Vizepräsident Dr. Norbert Lammert:

Nächste Rednerin ist die Kollegin Schewe-Gerigk, Bündnis 90/Die Grünen.

Irmingard Schewe-Gerigk (BÜNDNIS 90/DIE GRÜNEN):

Herr Präsident! Meine Damen und Herren! Herr Laumann, Sie haben sich heute nicht gerade als Vorsitzender des Arbeitnehmerflügels geoutet.

(Beifall beim BÜNDNIS 90/DIE GRÜNEN sowie bei Abgeordneten der SPD - Zurufe von der CDU/CSU: Was?)

Es waren die Grünen, die vor 20 Jahren als erste ein Antidiskriminierungsgesetz vorgelegt haben, das den Schutz vor Ungleichbehandlung von Frauen zum Ziel hatte. Heute beraten wir ein umfassendes Antidiskriminierungsgesetz,

(Dr. Heinrich L. Kolb [FDP]: Nach wie vor ohne sonderliches Interesse seitens der Bundesregierung!)

das alle Diskriminierungsmerkmale erfasst und sowohl für das Arbeits- als auch für das Zivilrecht gilt.

Ich frage Sie, Herr Laumann, welchen Sinn es machen soll, wenn man Frauen vor Diskriminierung schützt, aber behinderte Menschen nicht.
◇ ◇ ◇
(Aufgaben im Überblick):
• 1. Gib den Abschnitt der Bundestagsrede von „Herr Präsident! Meine“ bis „seitens der Bundesregierung!)“ erneut wieder und tausche dabei „Antidiskriminierungsgesetz“ gegen „Gleichbehandlungsgesetz“ aus.
• 2. Setze die Bundestagsrede bitte im Anschluss an ihren letzten Satz fort.
Die Auflistung spielt hierfür keine Rolle.

[Datensatzzeilen zur Position von Objekten]
◇ ◇ ◇
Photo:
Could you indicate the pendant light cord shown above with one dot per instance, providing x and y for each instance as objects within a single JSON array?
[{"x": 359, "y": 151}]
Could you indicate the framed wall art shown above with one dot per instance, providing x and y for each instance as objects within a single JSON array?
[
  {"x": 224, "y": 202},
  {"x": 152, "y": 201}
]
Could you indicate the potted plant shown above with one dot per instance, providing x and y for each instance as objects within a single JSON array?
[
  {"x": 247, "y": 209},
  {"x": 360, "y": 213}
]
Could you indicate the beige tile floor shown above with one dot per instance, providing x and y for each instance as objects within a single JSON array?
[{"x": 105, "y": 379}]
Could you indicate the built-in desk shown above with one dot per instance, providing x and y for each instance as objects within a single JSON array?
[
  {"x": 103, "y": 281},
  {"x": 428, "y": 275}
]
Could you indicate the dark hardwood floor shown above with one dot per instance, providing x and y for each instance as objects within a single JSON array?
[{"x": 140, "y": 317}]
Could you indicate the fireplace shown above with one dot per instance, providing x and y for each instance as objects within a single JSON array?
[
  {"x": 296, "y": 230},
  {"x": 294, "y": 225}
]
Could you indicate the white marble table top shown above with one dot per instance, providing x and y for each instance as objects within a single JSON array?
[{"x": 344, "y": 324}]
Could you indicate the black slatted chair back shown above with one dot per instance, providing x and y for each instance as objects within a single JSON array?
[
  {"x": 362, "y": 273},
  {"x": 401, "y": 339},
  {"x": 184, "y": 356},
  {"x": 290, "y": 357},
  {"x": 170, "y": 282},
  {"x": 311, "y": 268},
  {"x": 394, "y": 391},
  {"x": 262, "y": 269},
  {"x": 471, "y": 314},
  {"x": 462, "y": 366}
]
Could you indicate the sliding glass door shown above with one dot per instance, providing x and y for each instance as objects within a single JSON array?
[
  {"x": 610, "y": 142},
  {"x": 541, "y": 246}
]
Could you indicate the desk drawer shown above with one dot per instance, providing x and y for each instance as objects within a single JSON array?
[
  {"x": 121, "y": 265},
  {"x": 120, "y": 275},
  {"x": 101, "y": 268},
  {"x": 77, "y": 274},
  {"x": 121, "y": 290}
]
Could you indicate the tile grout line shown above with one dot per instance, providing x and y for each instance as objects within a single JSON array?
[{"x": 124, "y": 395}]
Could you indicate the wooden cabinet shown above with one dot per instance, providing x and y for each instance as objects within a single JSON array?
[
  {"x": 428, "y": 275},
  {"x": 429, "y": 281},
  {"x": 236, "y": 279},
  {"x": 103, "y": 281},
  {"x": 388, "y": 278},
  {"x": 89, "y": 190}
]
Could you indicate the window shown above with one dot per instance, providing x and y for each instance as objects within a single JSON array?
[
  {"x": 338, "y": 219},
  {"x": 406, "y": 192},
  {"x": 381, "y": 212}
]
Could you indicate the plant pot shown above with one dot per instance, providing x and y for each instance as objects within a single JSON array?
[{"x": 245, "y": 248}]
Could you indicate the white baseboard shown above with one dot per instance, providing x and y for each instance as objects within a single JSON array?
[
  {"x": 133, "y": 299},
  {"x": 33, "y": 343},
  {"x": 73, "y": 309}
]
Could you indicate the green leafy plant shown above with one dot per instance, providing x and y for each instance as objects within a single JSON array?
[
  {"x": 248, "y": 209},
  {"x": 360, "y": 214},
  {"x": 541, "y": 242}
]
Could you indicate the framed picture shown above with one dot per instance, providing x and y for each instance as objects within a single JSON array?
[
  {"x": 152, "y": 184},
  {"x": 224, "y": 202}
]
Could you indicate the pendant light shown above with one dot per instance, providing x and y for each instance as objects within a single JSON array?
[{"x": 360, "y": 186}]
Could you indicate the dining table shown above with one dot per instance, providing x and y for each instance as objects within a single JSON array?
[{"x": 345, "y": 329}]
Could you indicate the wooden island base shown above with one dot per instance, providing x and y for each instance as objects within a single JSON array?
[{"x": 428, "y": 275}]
◇ ◇ ◇
(Erwartete Ergebnisse):
• 1.
Herr Präsident! Meine Damen und Herren! Herr Laumann, Sie haben sich heute nicht gerade als Vorsitzender des Arbeitnehmerflügels geoutet.

(Beifall beim BÜNDNIS 90/DIE GRÜNEN sowie bei Abgeordneten der SPD - Zurufe von der CDU/CSU: Was?)

Es waren die Grünen, die vor 20 Jahren als erste ein Gleichbehandlungsgesetz vorgelegt haben, das den Schutz vor Ungleichbehandlung von Frauen zum Ziel hatte. Heute beraten wir ein umfassendes Gleichbehandlungsgesetz,

(Dr. Heinrich L. Kolb [FDP]: Nach wie vor ohne sonderliches Interesse seitens der Bundesregierung!)

• 2.
(Beifall beim BÜNDNIS 90/DIE GRÜNEN - Ilse Falk [CDU/CSU]: Wieso denn nicht? Das stimmt doch überhaupt nicht!)

- Weil das im Zivilrecht nicht zwingend vorgeschrieben ist. Wir machen ein Gesetz, das Diskriminierung und Ausgrenzung aufgrund bestimmter Persönlichkeitsmerkmale eine klare Absage erteilt. Es ist ein Gesetz mit Augenmaß, das nicht jegliches unterschiedliches Handeln verbietet, sondern Differenzierung zulässt, wenn es dafür eine sachliche Begründung gibt. Ich nenne nur die Stichwörter Jugendtarife, Seniorenteller und Frauensauna. All dies wird noch möglich sein. Trotzdem macht der von uns eingebrachte Gesetzentwurf deutlich, dass Privatautonomie da endet, wo andere Menschen diskriminiert werden. Das Gesetz wird zur Modernisierung der Gesellschaft beitragen.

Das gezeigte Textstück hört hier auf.